● Try it: Word for word, return every record.

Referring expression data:

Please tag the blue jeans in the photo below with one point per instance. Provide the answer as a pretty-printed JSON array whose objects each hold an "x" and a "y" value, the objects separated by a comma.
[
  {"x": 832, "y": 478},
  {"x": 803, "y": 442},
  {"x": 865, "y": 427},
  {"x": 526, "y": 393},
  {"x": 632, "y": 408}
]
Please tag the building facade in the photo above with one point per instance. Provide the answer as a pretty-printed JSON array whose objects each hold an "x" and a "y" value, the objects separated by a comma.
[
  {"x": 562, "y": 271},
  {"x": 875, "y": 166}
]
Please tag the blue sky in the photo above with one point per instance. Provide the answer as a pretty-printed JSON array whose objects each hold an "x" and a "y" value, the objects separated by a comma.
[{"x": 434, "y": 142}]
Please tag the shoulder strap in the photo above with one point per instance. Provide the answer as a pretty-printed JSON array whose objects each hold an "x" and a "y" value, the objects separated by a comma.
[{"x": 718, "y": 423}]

● Task solution:
Please tag the blue jeans in the photo below with one point per instance. Provide the answer as a pretty-printed JSON array whose objects each hold an "x" and a "y" value, the objects separated by a comma.
[
  {"x": 832, "y": 478},
  {"x": 803, "y": 442},
  {"x": 865, "y": 427},
  {"x": 526, "y": 393},
  {"x": 632, "y": 408}
]
Please tag the building facade in the photo above with one point per instance. Provide the answer as a pretty-printed JSON array whose objects each hold an "x" and a "y" value, the objects separated by a comma.
[
  {"x": 562, "y": 271},
  {"x": 875, "y": 166}
]
Please tag the blue sky in the photo above with one point per instance. Provide the answer as a pretty-printed JSON array whose objects each hold an "x" and a "y" value, the objects separated by a comma.
[{"x": 434, "y": 142}]
Please tag the shoulder strap in the photo above with one point per instance. Provide the answer as a pretty-printed JSON array whose objects each hold an "x" and a "y" value, the objects separated by a comma.
[{"x": 718, "y": 423}]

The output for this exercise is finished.